[Aim of the exercise] Could you repeat only the entries starting at the line that contains "task: segment the golden drink" and ending at the line that contains "POLYGON ((175 60, 158", both lines included, but replace "golden" with "amber" and leave everything else unchanged?

[Extracted material]
+++++

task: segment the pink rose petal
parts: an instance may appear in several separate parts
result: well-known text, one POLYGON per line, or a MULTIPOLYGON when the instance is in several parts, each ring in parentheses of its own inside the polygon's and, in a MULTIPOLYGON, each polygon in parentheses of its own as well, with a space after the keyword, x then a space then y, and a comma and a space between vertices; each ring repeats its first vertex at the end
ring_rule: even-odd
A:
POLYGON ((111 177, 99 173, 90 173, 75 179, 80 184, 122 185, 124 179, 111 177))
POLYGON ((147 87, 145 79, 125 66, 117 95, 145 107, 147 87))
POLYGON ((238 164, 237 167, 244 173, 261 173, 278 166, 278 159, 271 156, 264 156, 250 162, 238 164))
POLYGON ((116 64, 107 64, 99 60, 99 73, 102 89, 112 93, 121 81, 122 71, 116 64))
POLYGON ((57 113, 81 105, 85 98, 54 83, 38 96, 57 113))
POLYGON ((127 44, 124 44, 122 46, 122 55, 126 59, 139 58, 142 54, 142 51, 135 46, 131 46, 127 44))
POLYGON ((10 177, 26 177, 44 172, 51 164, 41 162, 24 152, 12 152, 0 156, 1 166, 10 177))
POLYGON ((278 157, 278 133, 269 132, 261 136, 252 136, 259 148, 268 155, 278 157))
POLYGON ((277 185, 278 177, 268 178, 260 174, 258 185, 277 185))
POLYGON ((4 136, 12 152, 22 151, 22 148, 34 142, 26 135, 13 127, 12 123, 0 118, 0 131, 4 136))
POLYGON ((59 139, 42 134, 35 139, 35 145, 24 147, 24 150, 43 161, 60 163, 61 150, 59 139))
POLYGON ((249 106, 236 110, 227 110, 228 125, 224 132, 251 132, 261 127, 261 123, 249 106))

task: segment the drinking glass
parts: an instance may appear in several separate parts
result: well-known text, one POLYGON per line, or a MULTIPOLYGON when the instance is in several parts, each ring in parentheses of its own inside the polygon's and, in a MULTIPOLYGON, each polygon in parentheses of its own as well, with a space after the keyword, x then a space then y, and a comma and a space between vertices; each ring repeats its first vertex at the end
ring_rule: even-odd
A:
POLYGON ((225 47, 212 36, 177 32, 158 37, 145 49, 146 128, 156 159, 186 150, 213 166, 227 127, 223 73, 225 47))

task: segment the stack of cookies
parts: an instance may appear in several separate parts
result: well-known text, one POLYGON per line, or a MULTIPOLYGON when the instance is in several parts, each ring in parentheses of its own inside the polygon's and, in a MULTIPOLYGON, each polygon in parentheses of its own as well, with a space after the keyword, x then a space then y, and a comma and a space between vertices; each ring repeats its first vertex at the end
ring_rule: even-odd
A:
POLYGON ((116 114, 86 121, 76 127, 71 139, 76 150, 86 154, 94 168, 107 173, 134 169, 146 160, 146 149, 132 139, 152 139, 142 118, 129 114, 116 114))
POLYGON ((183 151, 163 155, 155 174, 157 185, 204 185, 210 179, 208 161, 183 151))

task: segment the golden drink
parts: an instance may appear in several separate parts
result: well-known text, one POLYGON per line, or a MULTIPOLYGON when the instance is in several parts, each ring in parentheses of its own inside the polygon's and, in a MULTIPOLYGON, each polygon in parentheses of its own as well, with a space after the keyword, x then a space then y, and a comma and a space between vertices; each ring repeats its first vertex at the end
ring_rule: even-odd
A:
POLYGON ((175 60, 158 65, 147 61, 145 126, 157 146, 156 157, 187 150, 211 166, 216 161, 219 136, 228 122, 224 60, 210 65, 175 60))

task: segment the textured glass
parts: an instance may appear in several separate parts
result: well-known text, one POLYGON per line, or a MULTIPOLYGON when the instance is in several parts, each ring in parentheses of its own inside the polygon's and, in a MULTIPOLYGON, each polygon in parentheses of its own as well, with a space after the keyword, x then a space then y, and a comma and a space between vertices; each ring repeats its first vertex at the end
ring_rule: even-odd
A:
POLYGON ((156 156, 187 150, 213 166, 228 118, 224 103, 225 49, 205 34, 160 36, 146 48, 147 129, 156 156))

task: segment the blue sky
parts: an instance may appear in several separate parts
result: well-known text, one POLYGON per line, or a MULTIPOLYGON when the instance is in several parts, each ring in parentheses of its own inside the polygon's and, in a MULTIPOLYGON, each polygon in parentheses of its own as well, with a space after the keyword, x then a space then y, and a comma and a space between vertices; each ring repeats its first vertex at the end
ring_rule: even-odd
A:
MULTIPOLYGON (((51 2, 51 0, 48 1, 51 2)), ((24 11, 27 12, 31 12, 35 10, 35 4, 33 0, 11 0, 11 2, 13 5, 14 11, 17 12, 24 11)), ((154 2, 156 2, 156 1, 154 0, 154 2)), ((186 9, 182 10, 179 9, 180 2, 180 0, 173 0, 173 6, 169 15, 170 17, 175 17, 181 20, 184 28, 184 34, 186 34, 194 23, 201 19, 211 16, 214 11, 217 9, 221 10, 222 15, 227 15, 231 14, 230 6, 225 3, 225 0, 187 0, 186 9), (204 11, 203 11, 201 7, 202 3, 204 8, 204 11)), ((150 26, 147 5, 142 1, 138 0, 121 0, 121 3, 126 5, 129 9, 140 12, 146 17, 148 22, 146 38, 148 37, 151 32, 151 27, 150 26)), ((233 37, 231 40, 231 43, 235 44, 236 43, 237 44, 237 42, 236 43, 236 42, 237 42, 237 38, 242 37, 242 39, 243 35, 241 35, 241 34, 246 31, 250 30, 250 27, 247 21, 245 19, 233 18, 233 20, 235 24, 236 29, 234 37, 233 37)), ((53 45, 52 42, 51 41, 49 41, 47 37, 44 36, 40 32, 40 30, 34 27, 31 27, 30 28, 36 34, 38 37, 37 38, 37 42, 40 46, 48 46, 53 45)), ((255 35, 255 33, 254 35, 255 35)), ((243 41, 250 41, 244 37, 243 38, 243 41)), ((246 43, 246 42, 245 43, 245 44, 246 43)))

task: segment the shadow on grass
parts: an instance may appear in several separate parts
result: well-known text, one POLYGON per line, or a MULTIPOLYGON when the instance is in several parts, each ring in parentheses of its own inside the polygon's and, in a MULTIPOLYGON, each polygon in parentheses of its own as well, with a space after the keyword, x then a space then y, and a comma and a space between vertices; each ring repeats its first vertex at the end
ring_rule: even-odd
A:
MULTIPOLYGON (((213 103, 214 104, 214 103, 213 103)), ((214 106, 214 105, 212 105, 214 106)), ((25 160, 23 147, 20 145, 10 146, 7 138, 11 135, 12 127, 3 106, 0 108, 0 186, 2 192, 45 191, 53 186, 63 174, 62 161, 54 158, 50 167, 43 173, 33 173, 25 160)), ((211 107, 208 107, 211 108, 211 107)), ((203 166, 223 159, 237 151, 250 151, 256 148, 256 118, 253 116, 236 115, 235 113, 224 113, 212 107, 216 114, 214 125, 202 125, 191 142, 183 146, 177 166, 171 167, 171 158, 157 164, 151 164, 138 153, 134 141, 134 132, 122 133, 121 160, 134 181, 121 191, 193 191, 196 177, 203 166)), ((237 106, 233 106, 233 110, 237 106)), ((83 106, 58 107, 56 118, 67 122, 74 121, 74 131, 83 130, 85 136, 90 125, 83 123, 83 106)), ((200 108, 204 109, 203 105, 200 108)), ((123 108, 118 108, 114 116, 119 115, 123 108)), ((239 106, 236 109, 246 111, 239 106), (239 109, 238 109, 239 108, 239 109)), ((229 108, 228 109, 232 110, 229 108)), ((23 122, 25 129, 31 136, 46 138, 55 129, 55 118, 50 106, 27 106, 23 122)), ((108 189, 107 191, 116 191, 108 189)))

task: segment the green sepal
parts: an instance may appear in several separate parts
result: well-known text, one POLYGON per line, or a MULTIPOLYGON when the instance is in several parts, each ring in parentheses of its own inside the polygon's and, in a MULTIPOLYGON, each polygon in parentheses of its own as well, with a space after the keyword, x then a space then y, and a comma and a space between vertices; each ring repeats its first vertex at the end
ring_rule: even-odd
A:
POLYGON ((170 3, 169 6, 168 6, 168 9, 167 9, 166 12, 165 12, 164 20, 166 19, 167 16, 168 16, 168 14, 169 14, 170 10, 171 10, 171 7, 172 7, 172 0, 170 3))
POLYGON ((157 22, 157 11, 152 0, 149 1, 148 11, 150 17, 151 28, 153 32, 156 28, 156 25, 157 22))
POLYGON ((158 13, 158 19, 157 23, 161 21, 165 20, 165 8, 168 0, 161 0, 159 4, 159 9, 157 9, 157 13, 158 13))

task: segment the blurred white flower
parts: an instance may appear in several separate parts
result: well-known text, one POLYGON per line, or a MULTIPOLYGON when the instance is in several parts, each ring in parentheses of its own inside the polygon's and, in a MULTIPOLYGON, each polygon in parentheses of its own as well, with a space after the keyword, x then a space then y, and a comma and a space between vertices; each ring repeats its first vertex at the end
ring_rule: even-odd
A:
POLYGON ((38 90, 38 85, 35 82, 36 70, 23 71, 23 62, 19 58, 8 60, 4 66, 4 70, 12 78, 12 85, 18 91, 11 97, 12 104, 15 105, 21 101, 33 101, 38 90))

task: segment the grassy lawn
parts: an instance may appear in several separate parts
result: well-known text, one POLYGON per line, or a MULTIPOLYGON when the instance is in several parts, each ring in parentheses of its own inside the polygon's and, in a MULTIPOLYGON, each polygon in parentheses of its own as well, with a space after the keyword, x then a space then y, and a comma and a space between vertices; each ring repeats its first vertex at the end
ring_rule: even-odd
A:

+++++

[Completed exercise]
task: segment the amber drink
parts: an instance may appear in several separate parts
result: well-known text, one POLYGON per line, or a MULTIPOLYGON when the instance is in several parts, each ring in parentheses of its own inside the polygon's and, in a MULTIPOLYGON, each polygon in parentheses of its own as well, with a space after the keyword, x then a space then y, and a comma and a space between vertices; each ring repeats its first vertex at the end
ring_rule: even-odd
A:
POLYGON ((175 60, 158 65, 147 61, 145 126, 157 146, 156 157, 187 150, 211 166, 216 161, 219 136, 228 122, 224 60, 210 65, 175 60))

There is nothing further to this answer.